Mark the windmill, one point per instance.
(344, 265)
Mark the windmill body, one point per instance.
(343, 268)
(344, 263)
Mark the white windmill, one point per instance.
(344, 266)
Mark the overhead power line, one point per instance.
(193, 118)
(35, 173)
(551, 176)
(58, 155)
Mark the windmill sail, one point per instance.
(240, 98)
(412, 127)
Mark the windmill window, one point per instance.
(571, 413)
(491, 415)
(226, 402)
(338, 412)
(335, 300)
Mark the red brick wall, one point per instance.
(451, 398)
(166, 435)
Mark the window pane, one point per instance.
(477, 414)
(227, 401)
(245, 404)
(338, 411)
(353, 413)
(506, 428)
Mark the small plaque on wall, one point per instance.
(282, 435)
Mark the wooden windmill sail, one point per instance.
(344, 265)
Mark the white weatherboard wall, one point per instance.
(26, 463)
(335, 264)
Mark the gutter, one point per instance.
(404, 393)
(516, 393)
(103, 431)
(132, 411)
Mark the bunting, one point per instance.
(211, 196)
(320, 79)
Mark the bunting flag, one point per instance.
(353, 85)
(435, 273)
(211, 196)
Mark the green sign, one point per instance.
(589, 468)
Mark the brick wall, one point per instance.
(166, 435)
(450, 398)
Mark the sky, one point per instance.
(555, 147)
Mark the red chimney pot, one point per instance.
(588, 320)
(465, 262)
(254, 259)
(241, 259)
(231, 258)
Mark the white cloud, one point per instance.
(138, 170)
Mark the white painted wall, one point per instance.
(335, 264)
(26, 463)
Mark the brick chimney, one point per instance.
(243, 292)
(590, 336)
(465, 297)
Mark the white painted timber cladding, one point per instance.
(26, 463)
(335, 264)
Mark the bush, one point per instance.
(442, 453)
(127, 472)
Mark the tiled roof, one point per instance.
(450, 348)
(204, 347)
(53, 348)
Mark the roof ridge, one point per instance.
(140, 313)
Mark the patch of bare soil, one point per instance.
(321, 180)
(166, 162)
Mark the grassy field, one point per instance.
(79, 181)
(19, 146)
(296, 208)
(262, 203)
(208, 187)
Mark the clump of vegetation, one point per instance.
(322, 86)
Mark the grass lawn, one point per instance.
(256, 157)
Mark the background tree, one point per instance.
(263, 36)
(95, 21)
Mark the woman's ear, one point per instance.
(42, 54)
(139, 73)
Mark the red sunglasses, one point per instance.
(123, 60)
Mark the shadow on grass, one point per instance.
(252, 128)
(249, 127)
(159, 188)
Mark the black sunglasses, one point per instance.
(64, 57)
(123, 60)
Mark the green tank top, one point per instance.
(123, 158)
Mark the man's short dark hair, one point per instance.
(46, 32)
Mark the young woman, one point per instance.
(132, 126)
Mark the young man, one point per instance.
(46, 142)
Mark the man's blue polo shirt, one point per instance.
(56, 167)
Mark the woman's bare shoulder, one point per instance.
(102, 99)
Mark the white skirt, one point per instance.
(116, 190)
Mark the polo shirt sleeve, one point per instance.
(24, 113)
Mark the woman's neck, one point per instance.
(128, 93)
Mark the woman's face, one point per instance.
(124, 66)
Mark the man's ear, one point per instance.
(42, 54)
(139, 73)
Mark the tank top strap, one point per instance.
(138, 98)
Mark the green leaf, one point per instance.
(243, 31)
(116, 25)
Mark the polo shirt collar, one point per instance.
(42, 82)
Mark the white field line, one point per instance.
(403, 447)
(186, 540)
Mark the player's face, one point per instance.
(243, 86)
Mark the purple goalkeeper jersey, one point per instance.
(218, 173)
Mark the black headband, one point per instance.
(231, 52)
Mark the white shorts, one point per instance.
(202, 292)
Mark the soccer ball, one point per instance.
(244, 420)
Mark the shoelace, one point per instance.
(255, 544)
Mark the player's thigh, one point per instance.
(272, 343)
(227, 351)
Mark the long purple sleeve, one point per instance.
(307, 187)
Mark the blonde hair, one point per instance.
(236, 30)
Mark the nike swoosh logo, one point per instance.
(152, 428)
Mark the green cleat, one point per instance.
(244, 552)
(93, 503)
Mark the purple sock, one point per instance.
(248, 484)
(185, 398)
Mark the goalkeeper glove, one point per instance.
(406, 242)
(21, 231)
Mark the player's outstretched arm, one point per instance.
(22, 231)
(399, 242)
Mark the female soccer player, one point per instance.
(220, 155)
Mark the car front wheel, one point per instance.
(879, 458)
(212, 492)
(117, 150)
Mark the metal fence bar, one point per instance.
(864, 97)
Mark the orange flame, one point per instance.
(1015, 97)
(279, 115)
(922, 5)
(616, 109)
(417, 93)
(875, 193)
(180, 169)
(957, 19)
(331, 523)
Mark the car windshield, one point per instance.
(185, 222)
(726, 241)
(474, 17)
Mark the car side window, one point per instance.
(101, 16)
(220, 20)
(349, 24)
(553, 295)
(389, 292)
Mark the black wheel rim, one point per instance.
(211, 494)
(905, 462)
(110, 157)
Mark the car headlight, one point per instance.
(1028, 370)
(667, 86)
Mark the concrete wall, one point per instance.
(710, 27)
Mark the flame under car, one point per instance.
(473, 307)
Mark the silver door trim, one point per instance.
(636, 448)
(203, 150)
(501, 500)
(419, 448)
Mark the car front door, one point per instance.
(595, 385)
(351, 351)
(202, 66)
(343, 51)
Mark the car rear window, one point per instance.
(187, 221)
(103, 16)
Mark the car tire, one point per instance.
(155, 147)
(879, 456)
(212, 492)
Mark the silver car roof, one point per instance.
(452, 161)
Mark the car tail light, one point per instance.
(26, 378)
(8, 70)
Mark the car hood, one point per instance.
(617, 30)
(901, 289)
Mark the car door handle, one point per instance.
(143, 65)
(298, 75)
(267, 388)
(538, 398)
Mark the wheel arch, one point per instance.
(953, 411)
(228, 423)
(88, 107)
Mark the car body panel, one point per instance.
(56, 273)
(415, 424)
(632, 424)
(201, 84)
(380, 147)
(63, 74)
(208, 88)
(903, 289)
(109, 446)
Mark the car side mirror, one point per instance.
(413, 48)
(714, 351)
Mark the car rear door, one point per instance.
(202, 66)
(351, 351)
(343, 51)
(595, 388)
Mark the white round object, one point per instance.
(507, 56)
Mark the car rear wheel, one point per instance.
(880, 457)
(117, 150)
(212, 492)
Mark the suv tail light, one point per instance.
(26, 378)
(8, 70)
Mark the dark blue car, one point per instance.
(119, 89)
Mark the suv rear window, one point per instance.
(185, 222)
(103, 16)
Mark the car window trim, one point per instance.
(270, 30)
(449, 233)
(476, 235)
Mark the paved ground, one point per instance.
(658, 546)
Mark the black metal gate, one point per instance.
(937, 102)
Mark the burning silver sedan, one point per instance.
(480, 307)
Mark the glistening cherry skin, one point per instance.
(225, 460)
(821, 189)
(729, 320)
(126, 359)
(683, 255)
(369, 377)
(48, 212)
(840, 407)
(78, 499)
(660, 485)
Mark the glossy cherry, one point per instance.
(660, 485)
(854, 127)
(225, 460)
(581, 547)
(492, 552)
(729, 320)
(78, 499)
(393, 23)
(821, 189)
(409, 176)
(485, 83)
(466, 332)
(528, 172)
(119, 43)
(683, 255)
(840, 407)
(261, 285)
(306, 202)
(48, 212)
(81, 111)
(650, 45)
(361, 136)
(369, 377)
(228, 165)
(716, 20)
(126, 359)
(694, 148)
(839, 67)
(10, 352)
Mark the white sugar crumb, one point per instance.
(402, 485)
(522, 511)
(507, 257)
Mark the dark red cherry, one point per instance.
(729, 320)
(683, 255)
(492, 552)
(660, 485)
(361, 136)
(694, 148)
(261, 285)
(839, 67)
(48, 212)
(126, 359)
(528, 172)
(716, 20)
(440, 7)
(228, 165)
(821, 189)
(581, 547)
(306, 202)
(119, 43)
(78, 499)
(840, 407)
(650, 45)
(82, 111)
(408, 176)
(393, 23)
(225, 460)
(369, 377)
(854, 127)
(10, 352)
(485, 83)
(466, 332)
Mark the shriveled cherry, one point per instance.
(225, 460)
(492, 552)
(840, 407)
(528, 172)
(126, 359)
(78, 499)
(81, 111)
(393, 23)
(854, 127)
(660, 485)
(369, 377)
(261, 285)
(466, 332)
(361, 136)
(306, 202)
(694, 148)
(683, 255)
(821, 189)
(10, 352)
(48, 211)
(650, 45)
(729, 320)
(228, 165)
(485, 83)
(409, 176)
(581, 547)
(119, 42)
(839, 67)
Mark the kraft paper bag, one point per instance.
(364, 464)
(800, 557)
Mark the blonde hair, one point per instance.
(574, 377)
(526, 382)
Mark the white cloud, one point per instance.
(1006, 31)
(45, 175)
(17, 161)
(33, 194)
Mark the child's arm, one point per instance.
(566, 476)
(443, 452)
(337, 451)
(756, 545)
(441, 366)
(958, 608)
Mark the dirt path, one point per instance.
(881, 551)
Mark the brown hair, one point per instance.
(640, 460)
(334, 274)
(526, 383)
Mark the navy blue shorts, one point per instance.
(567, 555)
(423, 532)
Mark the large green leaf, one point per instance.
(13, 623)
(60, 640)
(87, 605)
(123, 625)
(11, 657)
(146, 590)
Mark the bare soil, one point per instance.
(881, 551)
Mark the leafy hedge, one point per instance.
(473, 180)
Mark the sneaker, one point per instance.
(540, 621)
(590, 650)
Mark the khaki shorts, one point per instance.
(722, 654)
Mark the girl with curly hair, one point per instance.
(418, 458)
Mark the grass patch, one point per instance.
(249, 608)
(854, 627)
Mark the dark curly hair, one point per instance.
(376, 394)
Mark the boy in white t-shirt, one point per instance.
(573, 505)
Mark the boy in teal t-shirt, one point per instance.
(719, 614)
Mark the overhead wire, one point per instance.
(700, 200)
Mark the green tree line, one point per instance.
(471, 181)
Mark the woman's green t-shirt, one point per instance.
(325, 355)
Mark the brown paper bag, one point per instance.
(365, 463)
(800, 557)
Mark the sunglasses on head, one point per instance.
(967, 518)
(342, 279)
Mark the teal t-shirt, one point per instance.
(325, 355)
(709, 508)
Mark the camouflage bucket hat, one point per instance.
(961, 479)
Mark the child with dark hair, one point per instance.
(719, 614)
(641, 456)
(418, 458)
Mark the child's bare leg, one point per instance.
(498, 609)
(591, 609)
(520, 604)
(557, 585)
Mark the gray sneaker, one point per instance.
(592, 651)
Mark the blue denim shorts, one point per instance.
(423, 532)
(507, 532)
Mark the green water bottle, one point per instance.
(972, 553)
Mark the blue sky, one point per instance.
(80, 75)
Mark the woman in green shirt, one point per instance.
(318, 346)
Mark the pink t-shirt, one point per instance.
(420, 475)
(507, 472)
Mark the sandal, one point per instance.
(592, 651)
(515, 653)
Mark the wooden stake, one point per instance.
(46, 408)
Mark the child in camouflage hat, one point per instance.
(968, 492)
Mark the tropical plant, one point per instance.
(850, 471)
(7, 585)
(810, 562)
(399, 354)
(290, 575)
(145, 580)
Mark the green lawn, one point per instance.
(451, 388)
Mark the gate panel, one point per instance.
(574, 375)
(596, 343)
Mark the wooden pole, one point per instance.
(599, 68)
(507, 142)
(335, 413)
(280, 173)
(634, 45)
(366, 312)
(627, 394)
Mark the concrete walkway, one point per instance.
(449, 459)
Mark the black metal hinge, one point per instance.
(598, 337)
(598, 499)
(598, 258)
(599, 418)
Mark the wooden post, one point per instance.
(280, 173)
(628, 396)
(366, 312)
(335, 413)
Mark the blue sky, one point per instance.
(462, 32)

* [Short exercise]
Retype exactly the lines from the one containing "Mark the boy in teal" through the last line of the records above, including both.

* [Output for this exercise]
Mark the boy in teal t-shirt, one point per instance.
(719, 614)
Mark the overhead wire, one point per instance.
(700, 200)
Mark the green tree line, one point per instance.
(471, 181)
Mark the woman's green t-shirt, one point per instance.
(325, 355)
Mark the brown paper bag, one point per instance.
(365, 463)
(800, 557)
Mark the sunglasses on head, one point per instance.
(967, 518)
(342, 279)
Mark the teal t-shirt, one point per instance.
(325, 355)
(709, 508)
Mark the camouflage bucket hat, one point per instance.
(961, 479)
Mark the child with dark hair, one point per instance.
(719, 614)
(641, 456)
(418, 458)
Mark the child's bare leg, one point per instance.
(498, 609)
(591, 609)
(520, 604)
(557, 585)
Mark the gray sneaker, one point per instance.
(592, 651)
Mark the blue denim shorts, one point per instance.
(423, 532)
(507, 532)
Mark the green water bottle, one point per instance.
(972, 553)
Mark the blue sky, one point per instance.
(80, 75)
Mark the woman in green shirt, one point per instance.
(318, 346)
Mark the pink t-shirt, one point per instance.
(420, 475)
(507, 472)
Mark the sandal, one point per instance.
(592, 651)
(515, 653)
Mark the wooden stake, one point per instance.
(46, 408)
Mark the child in camouflage hat, one point per instance.
(968, 492)
Mark the tropical plant, one point per instance.
(850, 471)
(7, 585)
(810, 562)
(399, 354)
(290, 575)
(145, 580)
Mark the green lawn, one point per instance.
(451, 388)
Mark the gate panel, one point per instance.
(574, 375)
(596, 343)
Mark the wooden pole, one point per instance.
(599, 68)
(507, 142)
(335, 413)
(280, 173)
(634, 45)
(366, 312)
(627, 394)
Mark the concrete walkway, one point per instance.
(449, 459)
Mark the black metal hinge, one point per instance.
(598, 337)
(598, 499)
(598, 258)
(599, 418)
Mark the wooden post, one point per instance.
(280, 173)
(628, 396)
(366, 312)
(335, 413)
Mark the blue sky, one point per instance.
(462, 32)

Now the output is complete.